(Instructions to follow): Count the lines in the data below that contain the word "black", treating uppercase and lowercase as different. Reply with the number only.

Data records
--- START ---
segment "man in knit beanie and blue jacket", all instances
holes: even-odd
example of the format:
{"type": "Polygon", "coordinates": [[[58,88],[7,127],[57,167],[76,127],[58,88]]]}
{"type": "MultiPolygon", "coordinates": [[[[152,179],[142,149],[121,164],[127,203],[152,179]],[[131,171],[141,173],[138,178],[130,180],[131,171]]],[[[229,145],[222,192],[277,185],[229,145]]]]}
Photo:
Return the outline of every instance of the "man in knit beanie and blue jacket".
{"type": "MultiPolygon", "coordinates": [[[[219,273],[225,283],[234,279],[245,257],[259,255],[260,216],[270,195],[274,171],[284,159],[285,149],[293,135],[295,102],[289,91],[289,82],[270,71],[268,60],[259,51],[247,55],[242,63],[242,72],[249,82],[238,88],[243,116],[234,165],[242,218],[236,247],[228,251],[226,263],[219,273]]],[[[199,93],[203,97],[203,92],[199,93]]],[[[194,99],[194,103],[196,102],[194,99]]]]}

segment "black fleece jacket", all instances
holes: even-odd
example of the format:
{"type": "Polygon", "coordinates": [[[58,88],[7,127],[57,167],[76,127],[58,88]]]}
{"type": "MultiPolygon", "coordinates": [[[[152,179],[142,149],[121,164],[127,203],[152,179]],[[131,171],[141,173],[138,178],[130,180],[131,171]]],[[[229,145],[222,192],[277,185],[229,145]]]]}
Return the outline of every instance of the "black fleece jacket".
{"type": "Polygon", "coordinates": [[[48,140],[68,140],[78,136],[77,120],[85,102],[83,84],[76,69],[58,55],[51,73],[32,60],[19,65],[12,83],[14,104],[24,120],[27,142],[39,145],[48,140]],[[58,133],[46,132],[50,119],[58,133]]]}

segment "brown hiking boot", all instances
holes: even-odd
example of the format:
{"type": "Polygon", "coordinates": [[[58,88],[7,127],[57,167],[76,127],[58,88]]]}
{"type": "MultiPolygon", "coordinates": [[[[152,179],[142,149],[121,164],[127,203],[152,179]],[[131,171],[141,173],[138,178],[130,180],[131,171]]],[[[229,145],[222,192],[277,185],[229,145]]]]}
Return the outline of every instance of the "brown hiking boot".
--- END ---
(Correct result): 2